23 September 2009

PERJAMUAN KUDUS

DALAM PRAKTEK GEREJA-GEREJA PROTESTAN DI INDONESIA DEWASA INI

Oleh: Rasid Rachman

PENDAHULUAN
Dalam tradisi gereja, perjamuan kudus merupakan perayaan tetap; ia menjadi salah satu ritus gereja. Tradisi ini sudah berlangsung sejak awal sejarah gereja 2000 tahun yang lalu. Usia perjamuan kudus kira-kira sama dengan usia gereja ekumenis, yakni sejak terbentuknya jemaat mula-mula di zaman para Rasul di Yerusalem. Kisah Para Rasul 2:41-47 dan 4:32-35 mempersaksikan bahwa jemaat awal selalu berkumpul untuk memecahkan roti dan berdoa. Setiap kali berkumpul, mereka merayakan perjamuan kudus. Setiap hari berkumpul, setiap hari itu pula mereka merayakan perjamuan kudus (Kis 2:46) yang dilakukan bersama dengan pengajaran dan doa. Tradisi ini tetap diberlakukan oleh penerus jemaat awal di segala tempat hingga saat ini.
──────────────────────────────
> [DESKRIPSI TUGAS]: Kembalikan tanpa perubahan seluruh bagian teks tentang perjamuan kudus di atas, mulai dari "23 September 2009" hingga "hingga saat ini.".

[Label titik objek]
──────────────────────────────
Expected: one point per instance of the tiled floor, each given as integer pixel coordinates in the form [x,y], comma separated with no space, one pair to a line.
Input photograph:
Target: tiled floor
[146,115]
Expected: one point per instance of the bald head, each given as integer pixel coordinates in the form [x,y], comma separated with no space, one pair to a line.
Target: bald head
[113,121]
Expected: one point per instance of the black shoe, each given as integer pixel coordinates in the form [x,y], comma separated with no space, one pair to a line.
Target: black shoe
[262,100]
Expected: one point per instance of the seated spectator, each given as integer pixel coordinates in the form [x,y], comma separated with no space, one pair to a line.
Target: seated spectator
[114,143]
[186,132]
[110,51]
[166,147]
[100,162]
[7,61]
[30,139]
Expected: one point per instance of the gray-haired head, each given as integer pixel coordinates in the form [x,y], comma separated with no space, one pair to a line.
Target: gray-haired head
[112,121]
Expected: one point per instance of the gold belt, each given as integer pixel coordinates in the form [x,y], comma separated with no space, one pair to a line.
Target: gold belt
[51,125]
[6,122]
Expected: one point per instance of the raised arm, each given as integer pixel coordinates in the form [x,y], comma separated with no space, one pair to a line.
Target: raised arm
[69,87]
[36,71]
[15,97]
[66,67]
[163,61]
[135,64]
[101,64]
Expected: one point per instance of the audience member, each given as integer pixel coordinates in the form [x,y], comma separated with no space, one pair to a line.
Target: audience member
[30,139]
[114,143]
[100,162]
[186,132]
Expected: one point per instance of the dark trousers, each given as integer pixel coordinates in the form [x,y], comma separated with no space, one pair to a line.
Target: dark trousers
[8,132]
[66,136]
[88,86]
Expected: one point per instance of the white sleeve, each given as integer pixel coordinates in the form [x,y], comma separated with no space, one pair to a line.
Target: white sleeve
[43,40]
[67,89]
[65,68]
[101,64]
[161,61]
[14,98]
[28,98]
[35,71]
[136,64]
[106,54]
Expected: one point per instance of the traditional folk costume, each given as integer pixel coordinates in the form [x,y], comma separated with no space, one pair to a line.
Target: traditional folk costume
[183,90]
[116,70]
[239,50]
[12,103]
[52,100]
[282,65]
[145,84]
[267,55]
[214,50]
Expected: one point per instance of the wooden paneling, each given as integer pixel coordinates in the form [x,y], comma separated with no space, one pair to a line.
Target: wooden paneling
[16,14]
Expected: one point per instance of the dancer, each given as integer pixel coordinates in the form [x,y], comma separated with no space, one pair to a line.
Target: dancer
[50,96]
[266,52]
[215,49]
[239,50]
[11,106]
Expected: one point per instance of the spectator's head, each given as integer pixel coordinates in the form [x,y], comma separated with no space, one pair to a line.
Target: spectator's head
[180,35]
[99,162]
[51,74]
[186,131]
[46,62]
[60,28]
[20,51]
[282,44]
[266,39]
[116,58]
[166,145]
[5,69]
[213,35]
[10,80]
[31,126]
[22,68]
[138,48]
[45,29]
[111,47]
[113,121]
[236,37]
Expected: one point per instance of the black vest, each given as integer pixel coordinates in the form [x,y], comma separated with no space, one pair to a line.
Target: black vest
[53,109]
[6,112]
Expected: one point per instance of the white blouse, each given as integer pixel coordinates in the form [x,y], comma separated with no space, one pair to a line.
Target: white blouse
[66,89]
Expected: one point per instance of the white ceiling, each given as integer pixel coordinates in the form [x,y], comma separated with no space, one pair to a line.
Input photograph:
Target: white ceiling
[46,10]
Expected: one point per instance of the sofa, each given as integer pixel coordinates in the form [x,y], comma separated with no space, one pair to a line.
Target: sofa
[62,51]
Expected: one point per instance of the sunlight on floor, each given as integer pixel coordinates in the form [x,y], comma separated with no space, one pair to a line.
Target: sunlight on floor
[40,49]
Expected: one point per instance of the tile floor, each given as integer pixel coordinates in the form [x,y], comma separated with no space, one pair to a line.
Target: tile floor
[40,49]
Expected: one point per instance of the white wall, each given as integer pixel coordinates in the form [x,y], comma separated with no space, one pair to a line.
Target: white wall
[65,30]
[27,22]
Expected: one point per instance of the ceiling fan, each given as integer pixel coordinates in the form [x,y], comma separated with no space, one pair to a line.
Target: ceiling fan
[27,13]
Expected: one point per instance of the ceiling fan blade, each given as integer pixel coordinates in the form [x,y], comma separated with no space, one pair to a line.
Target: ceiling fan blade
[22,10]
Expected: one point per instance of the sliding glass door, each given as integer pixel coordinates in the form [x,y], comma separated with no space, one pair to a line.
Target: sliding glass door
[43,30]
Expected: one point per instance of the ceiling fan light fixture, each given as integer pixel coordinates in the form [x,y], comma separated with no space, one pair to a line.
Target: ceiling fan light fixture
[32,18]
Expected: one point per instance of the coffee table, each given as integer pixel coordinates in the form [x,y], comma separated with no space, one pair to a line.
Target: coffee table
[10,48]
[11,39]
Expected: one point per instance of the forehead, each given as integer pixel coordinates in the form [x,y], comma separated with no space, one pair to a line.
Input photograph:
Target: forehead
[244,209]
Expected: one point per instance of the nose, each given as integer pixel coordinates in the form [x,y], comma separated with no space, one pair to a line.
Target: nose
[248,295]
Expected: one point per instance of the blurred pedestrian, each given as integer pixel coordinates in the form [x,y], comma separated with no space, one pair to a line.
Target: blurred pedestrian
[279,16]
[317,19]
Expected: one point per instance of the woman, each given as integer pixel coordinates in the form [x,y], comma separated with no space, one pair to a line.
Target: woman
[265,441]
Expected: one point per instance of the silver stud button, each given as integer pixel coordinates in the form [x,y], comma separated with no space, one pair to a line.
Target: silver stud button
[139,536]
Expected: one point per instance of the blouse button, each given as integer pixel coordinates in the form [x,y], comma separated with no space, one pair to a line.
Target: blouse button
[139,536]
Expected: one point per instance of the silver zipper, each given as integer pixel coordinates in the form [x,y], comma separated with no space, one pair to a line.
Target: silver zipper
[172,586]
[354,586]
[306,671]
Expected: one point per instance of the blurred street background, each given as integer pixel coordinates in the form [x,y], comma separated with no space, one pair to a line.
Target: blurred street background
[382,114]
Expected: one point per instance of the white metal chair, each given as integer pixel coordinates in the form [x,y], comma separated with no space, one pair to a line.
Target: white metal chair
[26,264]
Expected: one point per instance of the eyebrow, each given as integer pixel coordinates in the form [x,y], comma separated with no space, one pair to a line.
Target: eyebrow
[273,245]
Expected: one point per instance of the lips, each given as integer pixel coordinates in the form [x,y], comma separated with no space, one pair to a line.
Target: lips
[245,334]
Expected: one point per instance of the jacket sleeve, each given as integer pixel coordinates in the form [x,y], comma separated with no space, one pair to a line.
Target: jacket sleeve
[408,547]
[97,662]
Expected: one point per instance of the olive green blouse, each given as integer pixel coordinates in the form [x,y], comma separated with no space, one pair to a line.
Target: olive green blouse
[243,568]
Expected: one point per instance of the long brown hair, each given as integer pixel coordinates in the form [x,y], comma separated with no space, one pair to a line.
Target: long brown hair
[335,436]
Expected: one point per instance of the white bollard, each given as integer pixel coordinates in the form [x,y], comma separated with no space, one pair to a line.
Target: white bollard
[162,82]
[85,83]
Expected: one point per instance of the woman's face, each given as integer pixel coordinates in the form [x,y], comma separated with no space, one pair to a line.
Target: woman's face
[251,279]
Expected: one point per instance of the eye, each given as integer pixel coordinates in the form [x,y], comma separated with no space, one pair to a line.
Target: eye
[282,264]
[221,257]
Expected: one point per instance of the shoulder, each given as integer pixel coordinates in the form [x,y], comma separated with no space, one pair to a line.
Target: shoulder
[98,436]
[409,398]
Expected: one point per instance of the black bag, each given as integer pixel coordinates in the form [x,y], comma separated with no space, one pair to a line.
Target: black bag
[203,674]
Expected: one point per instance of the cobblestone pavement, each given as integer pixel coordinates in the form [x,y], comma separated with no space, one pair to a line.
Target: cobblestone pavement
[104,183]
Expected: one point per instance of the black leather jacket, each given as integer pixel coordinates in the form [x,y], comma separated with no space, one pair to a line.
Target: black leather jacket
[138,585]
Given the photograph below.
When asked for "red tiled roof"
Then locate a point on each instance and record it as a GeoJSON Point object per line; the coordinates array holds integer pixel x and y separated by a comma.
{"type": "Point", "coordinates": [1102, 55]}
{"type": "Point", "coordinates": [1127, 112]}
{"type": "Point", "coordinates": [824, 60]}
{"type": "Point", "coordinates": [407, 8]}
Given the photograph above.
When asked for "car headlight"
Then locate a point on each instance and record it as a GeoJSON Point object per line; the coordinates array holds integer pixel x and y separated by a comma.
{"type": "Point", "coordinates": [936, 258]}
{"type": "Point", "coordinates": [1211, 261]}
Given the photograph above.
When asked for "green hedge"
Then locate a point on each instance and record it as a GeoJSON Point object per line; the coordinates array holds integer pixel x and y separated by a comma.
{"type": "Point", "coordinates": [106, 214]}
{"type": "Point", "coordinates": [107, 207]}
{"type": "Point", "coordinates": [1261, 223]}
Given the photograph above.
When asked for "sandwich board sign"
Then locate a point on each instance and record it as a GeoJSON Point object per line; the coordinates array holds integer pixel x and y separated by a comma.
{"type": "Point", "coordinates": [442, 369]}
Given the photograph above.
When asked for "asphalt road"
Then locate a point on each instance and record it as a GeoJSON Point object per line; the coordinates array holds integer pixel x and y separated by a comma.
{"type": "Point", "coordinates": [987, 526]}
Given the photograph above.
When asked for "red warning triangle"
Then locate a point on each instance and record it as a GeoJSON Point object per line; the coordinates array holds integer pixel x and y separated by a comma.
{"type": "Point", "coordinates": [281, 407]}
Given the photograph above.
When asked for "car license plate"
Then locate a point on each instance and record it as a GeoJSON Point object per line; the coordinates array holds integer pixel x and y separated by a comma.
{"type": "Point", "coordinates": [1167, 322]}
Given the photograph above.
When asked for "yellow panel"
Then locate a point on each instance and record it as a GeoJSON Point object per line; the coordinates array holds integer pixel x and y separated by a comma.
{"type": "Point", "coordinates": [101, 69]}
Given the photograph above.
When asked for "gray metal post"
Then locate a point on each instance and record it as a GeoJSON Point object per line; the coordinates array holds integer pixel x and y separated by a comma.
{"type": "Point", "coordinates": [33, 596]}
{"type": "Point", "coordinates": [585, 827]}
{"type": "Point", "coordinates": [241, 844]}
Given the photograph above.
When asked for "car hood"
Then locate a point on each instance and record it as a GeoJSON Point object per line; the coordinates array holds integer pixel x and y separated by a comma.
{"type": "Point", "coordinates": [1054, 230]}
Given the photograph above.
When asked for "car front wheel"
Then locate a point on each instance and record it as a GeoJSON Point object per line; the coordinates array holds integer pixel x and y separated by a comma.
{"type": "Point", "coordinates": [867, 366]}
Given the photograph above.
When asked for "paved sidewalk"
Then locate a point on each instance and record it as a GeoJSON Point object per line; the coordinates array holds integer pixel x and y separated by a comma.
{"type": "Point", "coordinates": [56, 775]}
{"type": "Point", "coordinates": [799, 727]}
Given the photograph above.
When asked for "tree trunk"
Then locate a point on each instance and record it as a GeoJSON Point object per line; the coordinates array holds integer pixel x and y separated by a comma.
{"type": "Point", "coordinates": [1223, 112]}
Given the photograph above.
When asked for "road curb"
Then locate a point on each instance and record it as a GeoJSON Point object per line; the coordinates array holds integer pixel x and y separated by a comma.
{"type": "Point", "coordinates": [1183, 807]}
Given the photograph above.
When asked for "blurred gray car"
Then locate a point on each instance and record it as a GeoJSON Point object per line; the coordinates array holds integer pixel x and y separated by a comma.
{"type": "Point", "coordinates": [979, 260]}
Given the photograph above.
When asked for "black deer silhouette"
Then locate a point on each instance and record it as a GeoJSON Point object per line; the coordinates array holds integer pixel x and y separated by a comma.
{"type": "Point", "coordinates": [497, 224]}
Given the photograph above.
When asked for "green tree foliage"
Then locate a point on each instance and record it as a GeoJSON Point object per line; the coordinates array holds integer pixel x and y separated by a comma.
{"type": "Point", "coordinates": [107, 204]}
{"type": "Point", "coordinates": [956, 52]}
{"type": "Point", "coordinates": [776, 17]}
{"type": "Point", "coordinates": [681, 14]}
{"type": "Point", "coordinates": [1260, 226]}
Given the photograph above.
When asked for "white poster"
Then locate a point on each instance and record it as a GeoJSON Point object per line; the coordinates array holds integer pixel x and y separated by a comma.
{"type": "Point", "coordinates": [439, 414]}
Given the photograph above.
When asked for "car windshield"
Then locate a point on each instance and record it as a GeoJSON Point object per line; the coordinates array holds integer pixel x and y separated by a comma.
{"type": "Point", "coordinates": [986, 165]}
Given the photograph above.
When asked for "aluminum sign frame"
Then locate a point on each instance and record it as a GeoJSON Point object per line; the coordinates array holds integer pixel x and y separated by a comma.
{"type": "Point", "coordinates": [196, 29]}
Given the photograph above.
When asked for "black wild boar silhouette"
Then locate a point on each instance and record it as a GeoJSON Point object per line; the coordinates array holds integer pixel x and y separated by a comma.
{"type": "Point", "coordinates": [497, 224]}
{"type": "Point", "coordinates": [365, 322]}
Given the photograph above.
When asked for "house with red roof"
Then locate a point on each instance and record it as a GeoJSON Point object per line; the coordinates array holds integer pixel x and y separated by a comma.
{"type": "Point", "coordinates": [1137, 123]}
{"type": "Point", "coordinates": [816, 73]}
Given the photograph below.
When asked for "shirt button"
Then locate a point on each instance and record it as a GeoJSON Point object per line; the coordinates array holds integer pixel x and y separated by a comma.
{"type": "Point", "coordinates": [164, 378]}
──────────────────────────────
> [HASIL LATIHAN]:
23 September 2009

PERJAMUAN KUDUS

DALAM PRAKTEK GEREJA-GEREJA PROTESTAN DI INDONESIA DEWASA INI

Oleh: Rasid Rachman

PENDAHULUAN
Dalam tradisi gereja, perjamuan kudus merupakan perayaan tetap; ia menjadi salah satu ritus gereja. Tradisi ini sudah berlangsung sejak awal sejarah gereja 2000 tahun yang lalu. Usia perjamuan kudus kira-kira sama dengan usia gereja ekumenis, yakni sejak terbentuknya jemaat mula-mula di zaman para Rasul di Yerusalem. Kisah Para Rasul 2:41-47 dan 4:32-35 mempersaksikan bahwa jemaat awal selalu berkumpul untuk memecahkan roti dan berdoa. Setiap kali berkumpul, mereka merayakan perjamuan kudus. Setiap hari berkumpul, setiap hari itu pula mereka merayakan perjamuan kudus (Kis 2:46) yang dilakukan bersama dengan pengajaran dan doa. Tradisi ini tetap diberlakukan oleh penerus jemaat awal di segala tempat hingga saat ini.